▶ [WORK REQUEST] Write out the data word for word, taking care that no picture is carried over.

▶ [DATA FOR THIS EXERCISE]
◇ ◇ ◇

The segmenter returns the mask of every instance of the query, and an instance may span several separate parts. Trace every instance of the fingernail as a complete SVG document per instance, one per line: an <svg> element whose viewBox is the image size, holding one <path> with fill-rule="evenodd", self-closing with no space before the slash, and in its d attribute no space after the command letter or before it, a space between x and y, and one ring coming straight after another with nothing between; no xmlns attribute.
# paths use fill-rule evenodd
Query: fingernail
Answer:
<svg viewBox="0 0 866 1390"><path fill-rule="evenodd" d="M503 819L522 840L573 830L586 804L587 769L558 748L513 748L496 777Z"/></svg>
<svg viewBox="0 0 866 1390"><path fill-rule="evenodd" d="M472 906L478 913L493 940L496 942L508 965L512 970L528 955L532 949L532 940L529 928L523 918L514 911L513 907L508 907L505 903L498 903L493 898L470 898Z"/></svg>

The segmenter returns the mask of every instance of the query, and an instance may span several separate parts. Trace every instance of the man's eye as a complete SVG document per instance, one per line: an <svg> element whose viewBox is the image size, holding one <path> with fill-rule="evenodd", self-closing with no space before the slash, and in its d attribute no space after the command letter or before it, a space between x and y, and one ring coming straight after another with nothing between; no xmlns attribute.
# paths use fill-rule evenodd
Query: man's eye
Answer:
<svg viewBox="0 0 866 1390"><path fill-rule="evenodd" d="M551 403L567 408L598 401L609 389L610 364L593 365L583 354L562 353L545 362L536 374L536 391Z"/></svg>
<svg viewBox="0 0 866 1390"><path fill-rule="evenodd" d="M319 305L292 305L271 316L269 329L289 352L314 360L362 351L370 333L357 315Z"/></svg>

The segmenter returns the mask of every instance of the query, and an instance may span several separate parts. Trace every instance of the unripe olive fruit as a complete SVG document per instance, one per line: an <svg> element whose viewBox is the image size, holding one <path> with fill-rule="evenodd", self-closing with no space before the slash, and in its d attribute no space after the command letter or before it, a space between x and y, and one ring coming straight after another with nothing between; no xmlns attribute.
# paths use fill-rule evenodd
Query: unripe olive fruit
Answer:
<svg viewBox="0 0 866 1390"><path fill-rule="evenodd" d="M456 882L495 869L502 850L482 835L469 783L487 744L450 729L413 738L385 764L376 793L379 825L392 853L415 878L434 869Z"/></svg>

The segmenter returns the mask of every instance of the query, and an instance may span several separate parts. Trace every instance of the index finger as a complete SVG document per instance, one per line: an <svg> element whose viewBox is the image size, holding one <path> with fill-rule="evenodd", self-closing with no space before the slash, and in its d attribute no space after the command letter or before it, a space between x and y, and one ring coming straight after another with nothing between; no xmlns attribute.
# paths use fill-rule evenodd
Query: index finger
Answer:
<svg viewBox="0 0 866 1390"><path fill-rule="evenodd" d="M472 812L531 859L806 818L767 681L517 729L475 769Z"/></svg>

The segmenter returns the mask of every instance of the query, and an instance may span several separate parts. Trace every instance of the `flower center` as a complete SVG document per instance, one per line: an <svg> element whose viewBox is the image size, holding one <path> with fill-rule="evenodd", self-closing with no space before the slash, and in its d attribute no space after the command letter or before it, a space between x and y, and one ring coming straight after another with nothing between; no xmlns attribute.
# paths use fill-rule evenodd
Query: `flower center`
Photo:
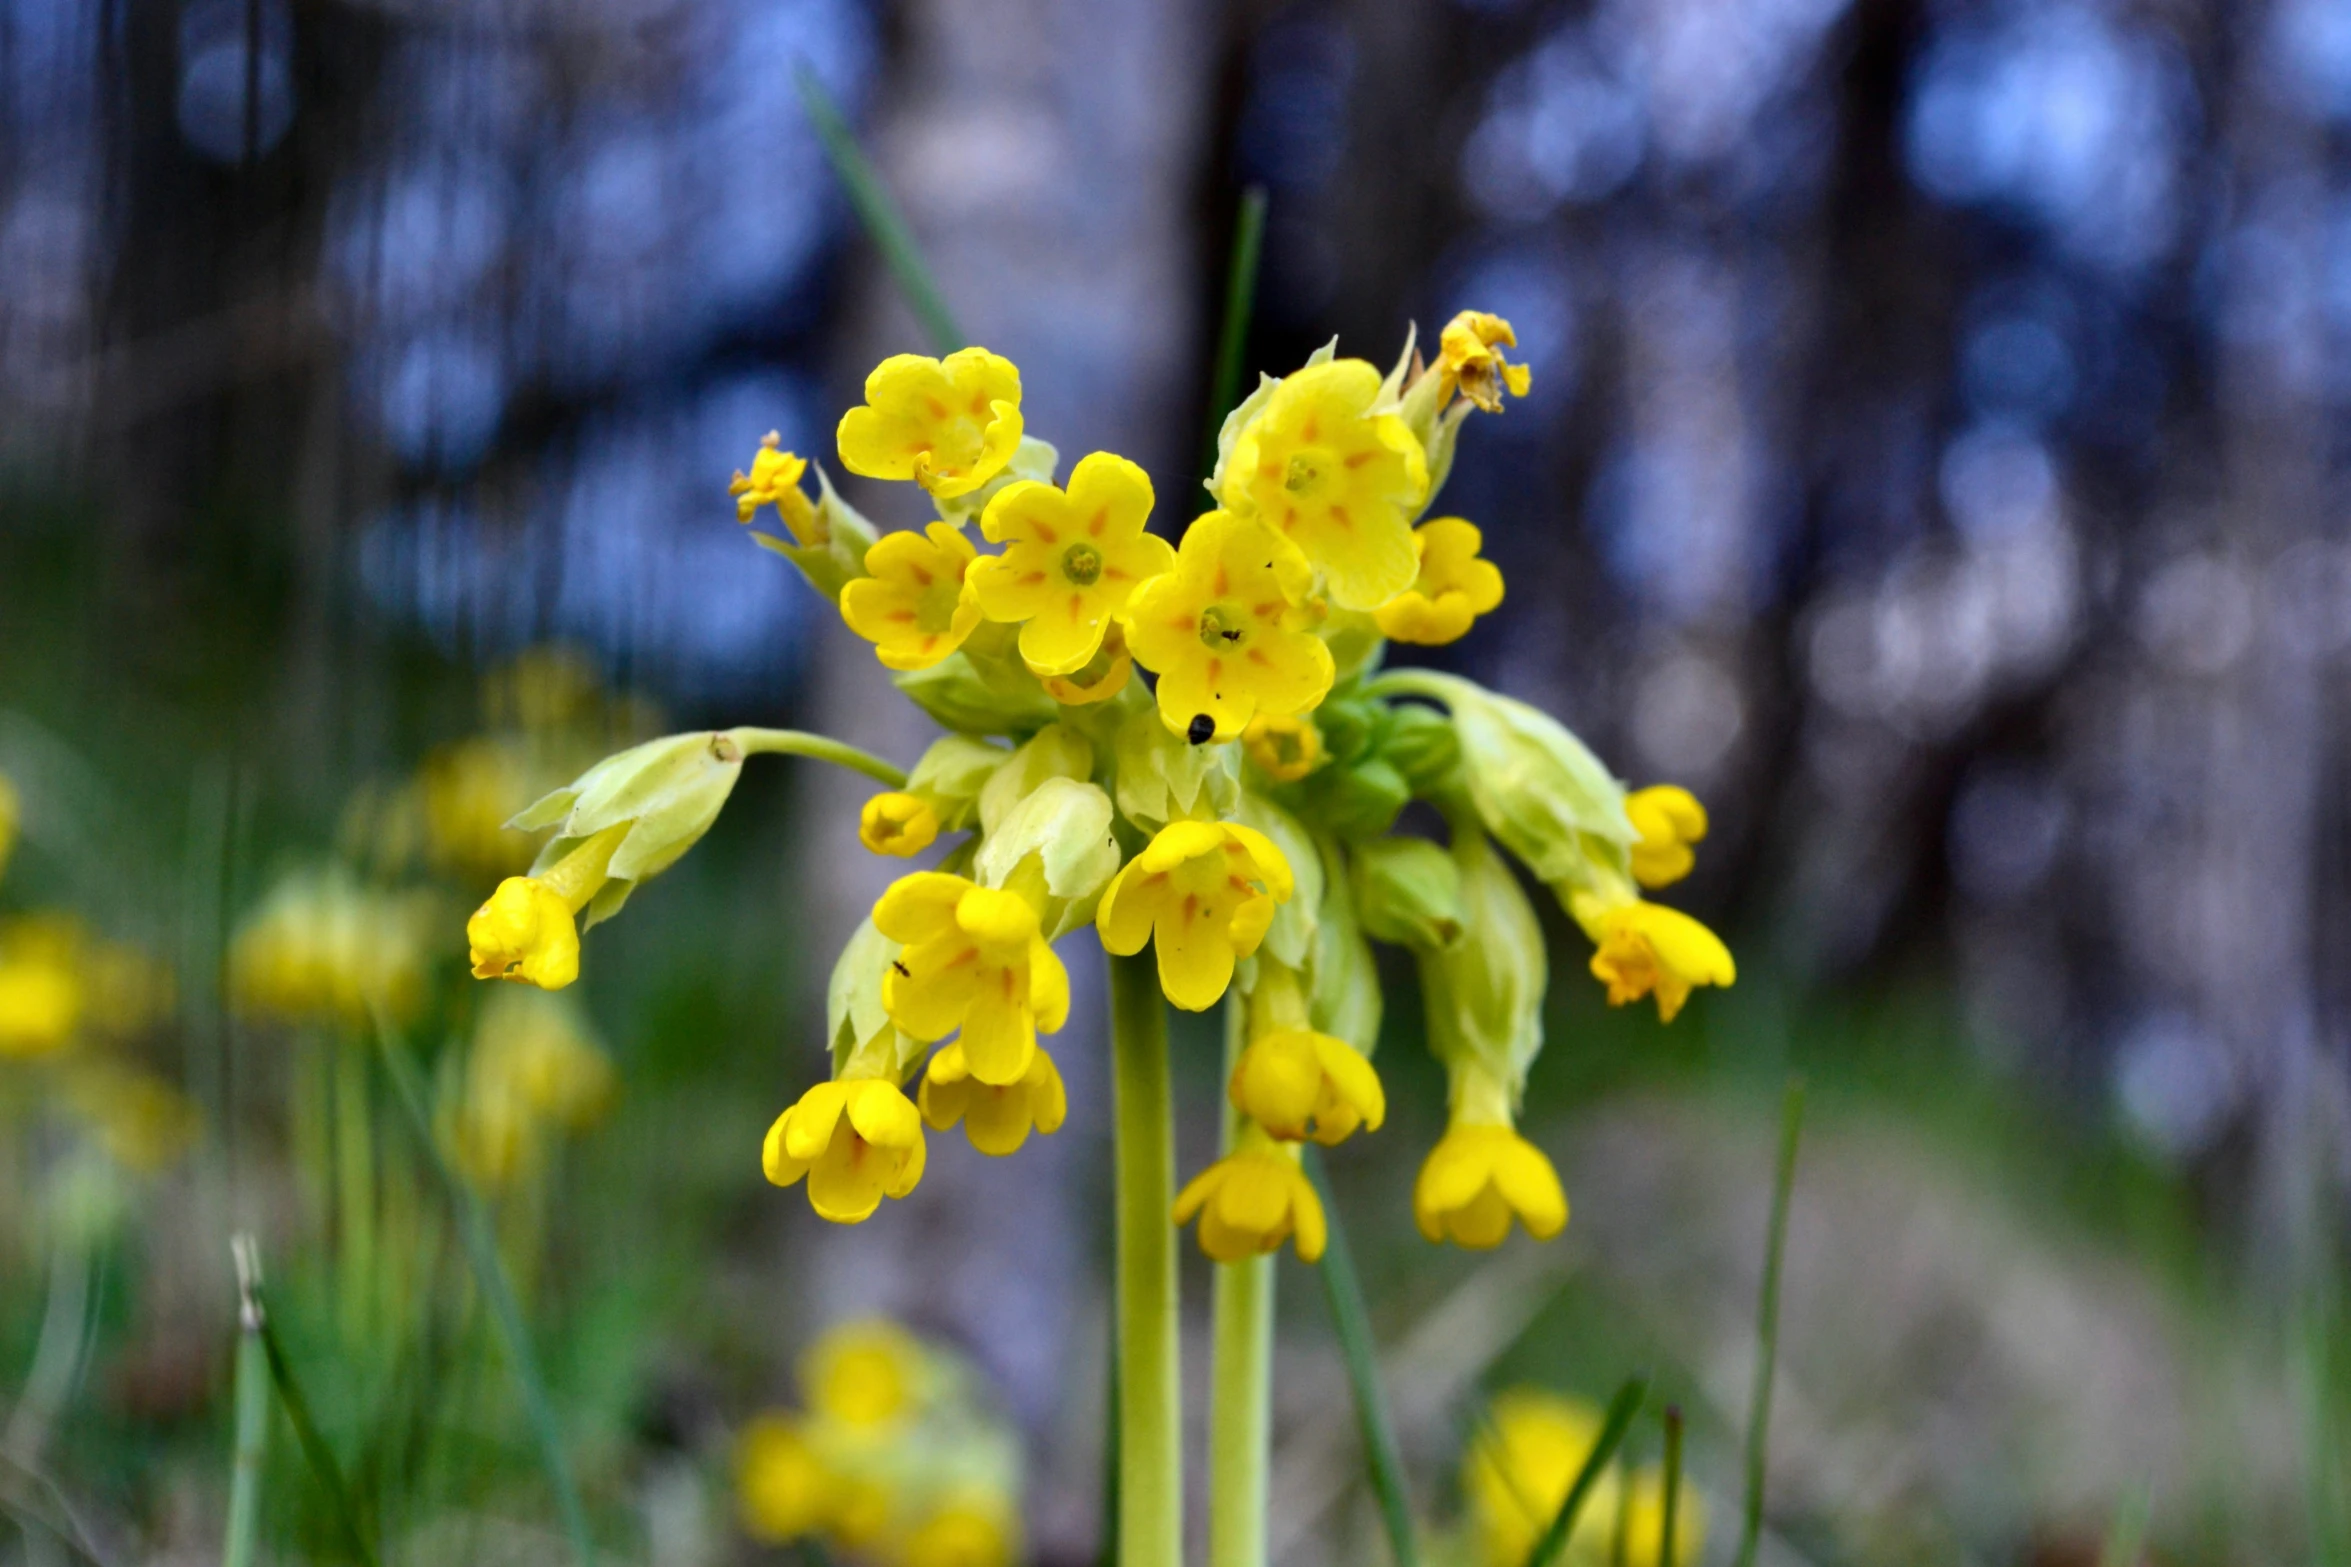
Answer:
<svg viewBox="0 0 2351 1567"><path fill-rule="evenodd" d="M1061 574L1081 588L1102 580L1102 552L1091 544L1072 544L1061 552Z"/></svg>
<svg viewBox="0 0 2351 1567"><path fill-rule="evenodd" d="M1200 612L1200 645L1212 652L1235 652L1248 635L1248 625L1222 604L1211 604Z"/></svg>
<svg viewBox="0 0 2351 1567"><path fill-rule="evenodd" d="M1292 495L1305 495L1322 483L1330 469L1327 454L1319 451L1298 452L1290 458L1290 466L1282 474L1282 488Z"/></svg>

◇ ◇ ◇

▶ [TASK RESPONSE]
The segmenter returns the mask of every instance of the query, and an instance may span several separate parts. Trace every instance of the fingernail as a complete SVG document per instance, one per line: an <svg> element whose viewBox is the image size, holding one <path> with fill-rule="evenodd", self-closing with no space before the slash, and in its d attribute no space after the command letter or before it, a space between x and y, and one ring coming straight after another with nothing between; no xmlns attribute.
# paths use fill-rule evenodd
Query: fingernail
Answer:
<svg viewBox="0 0 866 1390"><path fill-rule="evenodd" d="M503 819L522 840L573 830L586 804L587 769L558 748L513 748L496 777Z"/></svg>
<svg viewBox="0 0 866 1390"><path fill-rule="evenodd" d="M472 906L478 913L493 940L496 942L508 965L512 970L528 955L532 949L532 940L529 928L523 918L514 911L513 907L508 907L505 903L498 903L493 898L470 898Z"/></svg>

The segmenter returns the mask of every instance of the query, and an instance may span several separate parts. Trace every instance of the man's eye as a complete SVG document per instance, one per line: an <svg> element whose viewBox is the image size, holding one <path> with fill-rule="evenodd", self-closing with no space before the slash, and in its d attribute no space after the command letter or before it, a space between x and y, and one ring coming straight after another with nothing between; no xmlns attribute.
# paths use fill-rule evenodd
Query: man's eye
Answer:
<svg viewBox="0 0 866 1390"><path fill-rule="evenodd" d="M551 403L567 408L598 401L609 389L610 364L593 365L583 354L562 353L545 362L536 374L536 391Z"/></svg>
<svg viewBox="0 0 866 1390"><path fill-rule="evenodd" d="M319 305L292 305L271 316L269 329L289 352L314 360L362 351L370 333L357 315Z"/></svg>

The segmenter returns the mask of every instance of the query, and an instance may span several separate parts. Trace every instance of the unripe olive fruit as a complete SVG document per instance, one per line: an <svg> element whose viewBox is the image size, holding one <path> with fill-rule="evenodd", self-closing with no space before the slash, and in its d attribute no space after the command letter or before it, a space between x and y, and one ring coming straight after another with nothing between; no xmlns attribute.
# paths use fill-rule evenodd
Query: unripe olive fruit
Answer:
<svg viewBox="0 0 866 1390"><path fill-rule="evenodd" d="M456 882L495 869L502 850L482 835L469 783L487 744L450 729L413 738L385 764L376 793L379 825L392 853L415 878L434 869Z"/></svg>

The segmenter returns the mask of every instance of the query, and an instance may span several separate parts. Trace every instance of the index finger as a complete SVG document per instance, one per line: an <svg> element whose viewBox is the image size, holding one <path> with fill-rule="evenodd", self-closing with no space before the slash, and in its d attribute no space after the command letter or before it, a space between x and y, and one ring coming straight after another with nothing between; no xmlns attribute.
# paths use fill-rule evenodd
Query: index finger
Answer:
<svg viewBox="0 0 866 1390"><path fill-rule="evenodd" d="M472 812L531 859L806 818L767 681L517 729L475 769Z"/></svg>

The segmenter returns the mask of every instance of the query, and an instance may span several separate parts. Trace every instance of the `flower center` as a complete SVG document per instance, one per line: an <svg> element whose viewBox is the image size, holding one <path> with fill-rule="evenodd", self-closing with no space before the slash, and in its d attribute no space after the command letter or before it, a space between x and y, and one ring coming straight after another with nothing between; no xmlns attribute.
# paths use fill-rule evenodd
Query: `flower center`
Photo:
Answer:
<svg viewBox="0 0 2351 1567"><path fill-rule="evenodd" d="M1061 574L1081 588L1102 580L1102 552L1091 544L1072 544L1061 552Z"/></svg>
<svg viewBox="0 0 2351 1567"><path fill-rule="evenodd" d="M1200 612L1200 645L1212 652L1235 652L1248 635L1248 625L1222 604L1211 604Z"/></svg>
<svg viewBox="0 0 2351 1567"><path fill-rule="evenodd" d="M1292 495L1305 495L1322 483L1330 469L1327 454L1319 451L1298 452L1290 458L1290 466L1282 474L1282 488Z"/></svg>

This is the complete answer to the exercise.